__Extracted information__
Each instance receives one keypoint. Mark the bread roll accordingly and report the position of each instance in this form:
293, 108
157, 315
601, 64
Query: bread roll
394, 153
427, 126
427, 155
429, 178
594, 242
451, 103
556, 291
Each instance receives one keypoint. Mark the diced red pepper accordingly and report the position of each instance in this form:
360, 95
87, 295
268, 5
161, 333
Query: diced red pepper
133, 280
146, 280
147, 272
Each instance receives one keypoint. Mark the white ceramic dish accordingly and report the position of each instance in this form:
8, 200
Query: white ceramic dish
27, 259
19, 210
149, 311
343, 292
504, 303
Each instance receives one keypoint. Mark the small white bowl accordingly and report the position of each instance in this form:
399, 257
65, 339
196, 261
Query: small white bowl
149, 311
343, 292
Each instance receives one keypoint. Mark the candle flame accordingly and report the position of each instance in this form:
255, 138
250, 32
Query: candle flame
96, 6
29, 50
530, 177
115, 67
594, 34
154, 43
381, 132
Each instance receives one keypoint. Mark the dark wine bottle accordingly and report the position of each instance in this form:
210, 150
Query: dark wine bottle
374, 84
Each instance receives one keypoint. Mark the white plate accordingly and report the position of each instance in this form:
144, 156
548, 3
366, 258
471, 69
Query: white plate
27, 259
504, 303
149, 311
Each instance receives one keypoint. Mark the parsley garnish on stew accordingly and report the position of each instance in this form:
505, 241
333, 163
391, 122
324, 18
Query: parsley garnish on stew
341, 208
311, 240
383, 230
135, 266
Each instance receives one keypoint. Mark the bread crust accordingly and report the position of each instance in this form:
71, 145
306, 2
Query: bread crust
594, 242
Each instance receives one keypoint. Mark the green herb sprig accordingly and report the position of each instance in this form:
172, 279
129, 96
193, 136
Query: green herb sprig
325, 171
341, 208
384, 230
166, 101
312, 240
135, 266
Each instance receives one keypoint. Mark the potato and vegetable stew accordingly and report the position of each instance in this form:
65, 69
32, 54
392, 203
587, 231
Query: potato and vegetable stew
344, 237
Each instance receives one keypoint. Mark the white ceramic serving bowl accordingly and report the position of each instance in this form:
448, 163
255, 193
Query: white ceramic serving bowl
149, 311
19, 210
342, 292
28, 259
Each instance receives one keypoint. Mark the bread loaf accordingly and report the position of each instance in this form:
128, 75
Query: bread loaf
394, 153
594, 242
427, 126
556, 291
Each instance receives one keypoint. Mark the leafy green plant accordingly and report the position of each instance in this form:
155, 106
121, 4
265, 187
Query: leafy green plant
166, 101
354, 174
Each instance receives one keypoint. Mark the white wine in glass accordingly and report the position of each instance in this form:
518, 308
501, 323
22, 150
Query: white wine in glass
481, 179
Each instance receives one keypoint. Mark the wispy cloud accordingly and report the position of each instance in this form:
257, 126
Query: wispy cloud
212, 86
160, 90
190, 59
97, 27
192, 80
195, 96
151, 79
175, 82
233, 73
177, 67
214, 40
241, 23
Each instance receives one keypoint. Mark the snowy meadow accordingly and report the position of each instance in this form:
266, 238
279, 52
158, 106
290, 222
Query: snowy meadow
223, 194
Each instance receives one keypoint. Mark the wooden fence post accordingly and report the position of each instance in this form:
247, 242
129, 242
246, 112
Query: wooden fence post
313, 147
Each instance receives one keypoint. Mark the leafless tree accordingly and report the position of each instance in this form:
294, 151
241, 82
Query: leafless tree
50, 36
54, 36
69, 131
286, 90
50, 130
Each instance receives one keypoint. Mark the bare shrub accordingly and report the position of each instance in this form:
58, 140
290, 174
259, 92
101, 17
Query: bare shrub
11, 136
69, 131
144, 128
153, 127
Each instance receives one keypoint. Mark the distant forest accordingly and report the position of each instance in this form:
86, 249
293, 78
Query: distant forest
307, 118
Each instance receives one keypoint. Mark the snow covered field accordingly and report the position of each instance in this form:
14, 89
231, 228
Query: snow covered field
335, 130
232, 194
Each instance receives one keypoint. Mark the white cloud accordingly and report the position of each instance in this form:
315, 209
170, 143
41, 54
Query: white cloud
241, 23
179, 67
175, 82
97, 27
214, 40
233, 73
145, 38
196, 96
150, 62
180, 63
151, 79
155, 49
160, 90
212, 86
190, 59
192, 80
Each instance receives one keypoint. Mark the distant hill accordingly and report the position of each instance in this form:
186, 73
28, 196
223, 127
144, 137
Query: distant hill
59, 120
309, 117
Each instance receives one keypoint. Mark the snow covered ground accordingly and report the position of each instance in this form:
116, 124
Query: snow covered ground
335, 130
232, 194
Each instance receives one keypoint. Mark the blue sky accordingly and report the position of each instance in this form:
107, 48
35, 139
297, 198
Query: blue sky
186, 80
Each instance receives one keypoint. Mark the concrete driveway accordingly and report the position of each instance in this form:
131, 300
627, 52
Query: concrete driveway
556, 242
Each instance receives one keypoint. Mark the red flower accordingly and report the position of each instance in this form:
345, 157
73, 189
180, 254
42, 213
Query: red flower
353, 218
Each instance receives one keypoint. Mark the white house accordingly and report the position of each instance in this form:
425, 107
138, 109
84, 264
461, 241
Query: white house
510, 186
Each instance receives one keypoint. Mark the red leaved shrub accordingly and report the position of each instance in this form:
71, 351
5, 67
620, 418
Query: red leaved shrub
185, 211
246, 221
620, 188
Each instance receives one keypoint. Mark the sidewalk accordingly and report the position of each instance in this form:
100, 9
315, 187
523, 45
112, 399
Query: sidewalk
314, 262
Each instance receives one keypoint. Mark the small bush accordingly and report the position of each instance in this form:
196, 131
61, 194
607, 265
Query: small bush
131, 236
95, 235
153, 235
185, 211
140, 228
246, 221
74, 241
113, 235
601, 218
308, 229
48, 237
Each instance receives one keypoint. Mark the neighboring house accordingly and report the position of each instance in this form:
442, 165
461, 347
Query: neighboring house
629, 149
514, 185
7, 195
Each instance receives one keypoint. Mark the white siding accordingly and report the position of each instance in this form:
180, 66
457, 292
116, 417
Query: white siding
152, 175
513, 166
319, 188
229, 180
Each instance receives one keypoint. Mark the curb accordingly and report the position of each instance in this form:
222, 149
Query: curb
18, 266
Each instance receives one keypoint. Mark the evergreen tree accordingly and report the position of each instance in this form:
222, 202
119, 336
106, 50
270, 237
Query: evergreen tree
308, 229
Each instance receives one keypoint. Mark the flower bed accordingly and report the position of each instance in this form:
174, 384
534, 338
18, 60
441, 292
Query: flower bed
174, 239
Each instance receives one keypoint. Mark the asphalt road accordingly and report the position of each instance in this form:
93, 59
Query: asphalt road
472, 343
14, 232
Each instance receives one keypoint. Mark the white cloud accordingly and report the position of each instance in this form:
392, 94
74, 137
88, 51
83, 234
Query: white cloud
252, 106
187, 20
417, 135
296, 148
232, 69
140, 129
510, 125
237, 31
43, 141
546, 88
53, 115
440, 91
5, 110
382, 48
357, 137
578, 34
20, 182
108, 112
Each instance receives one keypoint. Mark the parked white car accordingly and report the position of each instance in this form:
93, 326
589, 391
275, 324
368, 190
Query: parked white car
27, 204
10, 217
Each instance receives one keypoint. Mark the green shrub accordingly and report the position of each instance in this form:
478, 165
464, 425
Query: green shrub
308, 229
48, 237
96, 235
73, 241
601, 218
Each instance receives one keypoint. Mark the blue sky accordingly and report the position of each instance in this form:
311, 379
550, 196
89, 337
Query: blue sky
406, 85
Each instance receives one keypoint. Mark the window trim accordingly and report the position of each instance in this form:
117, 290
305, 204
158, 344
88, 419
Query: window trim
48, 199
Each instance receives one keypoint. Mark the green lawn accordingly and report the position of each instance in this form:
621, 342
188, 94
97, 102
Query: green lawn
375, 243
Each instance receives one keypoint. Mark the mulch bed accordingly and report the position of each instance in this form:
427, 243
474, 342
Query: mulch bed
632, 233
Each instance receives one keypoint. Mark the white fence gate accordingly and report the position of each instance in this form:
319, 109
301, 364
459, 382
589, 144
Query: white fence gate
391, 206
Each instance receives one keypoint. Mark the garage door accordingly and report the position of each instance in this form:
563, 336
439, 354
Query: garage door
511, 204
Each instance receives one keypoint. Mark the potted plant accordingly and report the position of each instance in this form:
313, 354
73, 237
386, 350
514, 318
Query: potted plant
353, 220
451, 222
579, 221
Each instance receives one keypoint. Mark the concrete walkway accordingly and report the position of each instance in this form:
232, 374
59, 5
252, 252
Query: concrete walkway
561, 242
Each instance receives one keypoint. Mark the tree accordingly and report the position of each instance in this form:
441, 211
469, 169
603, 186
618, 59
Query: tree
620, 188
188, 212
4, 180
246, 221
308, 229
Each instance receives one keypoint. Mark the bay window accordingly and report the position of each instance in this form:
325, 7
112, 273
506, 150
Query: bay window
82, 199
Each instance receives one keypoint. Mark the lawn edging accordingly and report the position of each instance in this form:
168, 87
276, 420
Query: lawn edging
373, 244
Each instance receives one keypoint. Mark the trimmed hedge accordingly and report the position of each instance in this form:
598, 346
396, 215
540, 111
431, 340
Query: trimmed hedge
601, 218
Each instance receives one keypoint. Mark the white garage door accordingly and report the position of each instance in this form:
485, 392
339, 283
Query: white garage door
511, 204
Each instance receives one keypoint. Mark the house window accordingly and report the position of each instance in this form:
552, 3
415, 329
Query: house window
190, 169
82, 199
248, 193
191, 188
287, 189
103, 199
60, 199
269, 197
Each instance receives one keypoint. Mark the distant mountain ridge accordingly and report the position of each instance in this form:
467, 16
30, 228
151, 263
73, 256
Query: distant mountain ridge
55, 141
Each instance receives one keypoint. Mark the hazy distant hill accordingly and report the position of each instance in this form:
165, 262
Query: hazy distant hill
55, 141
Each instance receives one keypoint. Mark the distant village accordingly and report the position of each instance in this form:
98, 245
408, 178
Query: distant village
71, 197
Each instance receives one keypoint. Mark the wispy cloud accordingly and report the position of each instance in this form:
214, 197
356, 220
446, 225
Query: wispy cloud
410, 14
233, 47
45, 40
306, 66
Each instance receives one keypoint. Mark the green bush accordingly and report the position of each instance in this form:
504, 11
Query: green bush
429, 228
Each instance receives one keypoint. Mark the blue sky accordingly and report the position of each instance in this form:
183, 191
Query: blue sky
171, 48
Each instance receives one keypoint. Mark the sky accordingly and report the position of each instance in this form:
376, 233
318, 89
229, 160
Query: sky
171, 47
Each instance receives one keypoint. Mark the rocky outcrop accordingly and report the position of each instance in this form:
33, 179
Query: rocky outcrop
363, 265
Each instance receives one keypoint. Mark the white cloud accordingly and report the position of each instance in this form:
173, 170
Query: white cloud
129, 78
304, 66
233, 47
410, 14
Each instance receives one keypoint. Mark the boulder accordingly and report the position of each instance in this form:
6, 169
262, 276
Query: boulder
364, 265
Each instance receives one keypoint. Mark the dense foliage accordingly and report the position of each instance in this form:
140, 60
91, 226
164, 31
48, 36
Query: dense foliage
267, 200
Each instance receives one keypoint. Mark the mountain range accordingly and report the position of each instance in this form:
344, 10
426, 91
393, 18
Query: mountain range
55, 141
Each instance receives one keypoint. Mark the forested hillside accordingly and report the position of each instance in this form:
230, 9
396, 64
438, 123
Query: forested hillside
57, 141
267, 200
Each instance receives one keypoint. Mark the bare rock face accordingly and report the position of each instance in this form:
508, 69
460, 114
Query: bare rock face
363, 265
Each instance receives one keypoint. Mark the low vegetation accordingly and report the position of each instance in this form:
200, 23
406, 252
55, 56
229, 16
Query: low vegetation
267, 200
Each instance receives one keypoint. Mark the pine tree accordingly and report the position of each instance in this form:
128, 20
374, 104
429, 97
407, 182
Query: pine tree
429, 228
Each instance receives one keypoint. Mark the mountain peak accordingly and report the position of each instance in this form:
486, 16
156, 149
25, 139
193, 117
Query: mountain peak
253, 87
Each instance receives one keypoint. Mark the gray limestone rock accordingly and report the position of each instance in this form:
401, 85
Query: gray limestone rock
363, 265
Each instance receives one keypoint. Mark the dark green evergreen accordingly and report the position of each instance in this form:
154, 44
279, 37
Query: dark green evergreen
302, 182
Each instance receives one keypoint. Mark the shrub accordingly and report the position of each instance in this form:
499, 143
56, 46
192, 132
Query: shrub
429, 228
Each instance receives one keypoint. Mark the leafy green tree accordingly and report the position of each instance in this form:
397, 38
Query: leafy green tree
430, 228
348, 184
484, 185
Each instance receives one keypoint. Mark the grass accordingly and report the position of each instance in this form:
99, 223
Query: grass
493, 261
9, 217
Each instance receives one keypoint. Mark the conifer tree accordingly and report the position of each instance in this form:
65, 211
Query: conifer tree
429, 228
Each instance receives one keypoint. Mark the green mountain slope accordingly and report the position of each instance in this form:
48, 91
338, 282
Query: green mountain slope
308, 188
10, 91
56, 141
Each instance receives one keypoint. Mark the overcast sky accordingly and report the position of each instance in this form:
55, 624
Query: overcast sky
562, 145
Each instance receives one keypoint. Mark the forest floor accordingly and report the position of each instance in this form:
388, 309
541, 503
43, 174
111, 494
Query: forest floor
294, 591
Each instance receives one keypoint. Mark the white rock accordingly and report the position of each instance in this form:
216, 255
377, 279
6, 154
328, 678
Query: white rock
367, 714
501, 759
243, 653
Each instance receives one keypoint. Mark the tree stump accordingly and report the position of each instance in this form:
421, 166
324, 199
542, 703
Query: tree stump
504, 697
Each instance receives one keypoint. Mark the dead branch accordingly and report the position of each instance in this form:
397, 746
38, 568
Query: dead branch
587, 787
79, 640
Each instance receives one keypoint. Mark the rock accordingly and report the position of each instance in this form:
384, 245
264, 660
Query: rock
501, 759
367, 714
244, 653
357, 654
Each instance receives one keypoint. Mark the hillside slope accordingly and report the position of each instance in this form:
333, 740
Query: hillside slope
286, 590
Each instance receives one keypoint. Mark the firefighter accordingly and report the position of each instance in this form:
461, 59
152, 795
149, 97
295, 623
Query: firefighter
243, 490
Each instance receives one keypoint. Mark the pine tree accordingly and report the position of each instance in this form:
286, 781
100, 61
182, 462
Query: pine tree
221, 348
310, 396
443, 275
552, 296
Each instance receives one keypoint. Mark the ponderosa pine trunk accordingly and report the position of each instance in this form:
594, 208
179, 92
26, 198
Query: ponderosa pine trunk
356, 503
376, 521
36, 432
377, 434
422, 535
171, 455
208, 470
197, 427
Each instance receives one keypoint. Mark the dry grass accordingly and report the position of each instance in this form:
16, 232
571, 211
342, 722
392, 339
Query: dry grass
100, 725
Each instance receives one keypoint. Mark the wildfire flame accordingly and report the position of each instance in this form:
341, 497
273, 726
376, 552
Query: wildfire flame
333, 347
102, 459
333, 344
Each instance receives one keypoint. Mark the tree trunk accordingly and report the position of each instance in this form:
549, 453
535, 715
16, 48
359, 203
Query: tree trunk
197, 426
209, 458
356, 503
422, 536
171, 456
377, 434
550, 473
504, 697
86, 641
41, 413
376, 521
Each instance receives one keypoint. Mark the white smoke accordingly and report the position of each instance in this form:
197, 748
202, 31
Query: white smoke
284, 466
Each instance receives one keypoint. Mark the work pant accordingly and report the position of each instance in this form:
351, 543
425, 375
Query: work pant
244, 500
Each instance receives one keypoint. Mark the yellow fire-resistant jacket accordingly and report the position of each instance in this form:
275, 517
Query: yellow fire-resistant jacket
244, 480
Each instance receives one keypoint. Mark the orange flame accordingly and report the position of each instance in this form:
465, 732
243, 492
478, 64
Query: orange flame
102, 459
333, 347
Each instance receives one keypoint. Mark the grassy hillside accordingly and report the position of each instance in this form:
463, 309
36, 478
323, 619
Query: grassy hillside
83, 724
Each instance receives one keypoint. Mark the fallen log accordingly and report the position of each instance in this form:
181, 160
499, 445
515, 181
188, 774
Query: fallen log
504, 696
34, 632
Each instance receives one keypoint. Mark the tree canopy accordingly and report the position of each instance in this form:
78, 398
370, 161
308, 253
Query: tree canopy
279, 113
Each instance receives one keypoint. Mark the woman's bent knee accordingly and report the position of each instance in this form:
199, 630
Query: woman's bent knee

__What you have to do__
Arrange the listing as a JSON list of strings, one string per line, from the line containing "Each instance receives one keypoint. Mark the white smoke" through the end of the listing, both ends included and blank lines omitted.

__Answer in full__
[
  "Each instance receives one keypoint. Mark the white smoke accordingly and report the position of each instance in this form:",
  "197, 748",
  "202, 31",
  "Query: white smoke",
  "284, 466",
  "Each instance receives one keypoint. Mark the work pant accordingly and report the position of each instance in this form:",
  "351, 543",
  "425, 375",
  "Query: work pant",
  "244, 500",
  "Each instance receives one keypoint. Mark the yellow fire-resistant jacket accordingly and report the position of each instance in this form:",
  "275, 517",
  "Query: yellow fire-resistant jacket",
  "244, 480",
  "Each instance receives one keypoint. Mark the orange flame accordingly and report the position of each instance in this form:",
  "465, 732",
  "243, 492",
  "478, 64",
  "Query: orange flame",
  "102, 459",
  "333, 347",
  "Each instance receives one keypoint. Mark the grassy hillside accordingly and report the position of each instance in this form:",
  "463, 309",
  "36, 478",
  "323, 619",
  "Query: grassy hillside",
  "83, 724",
  "Each instance receives one keypoint. Mark the fallen log accordingly and report the position of each instance in this form:",
  "181, 160",
  "499, 445",
  "515, 181",
  "188, 774",
  "Query: fallen log",
  "504, 696",
  "34, 632",
  "Each instance receives one keypoint. Mark the tree canopy accordingly and report the position of each instance in this form:",
  "78, 398",
  "370, 161",
  "308, 253",
  "Query: tree canopy",
  "279, 113",
  "Each instance receives one keypoint. Mark the woman's bent knee accordingly and report the position of each instance in this form:",
  "199, 630",
  "Query: woman's bent knee"
]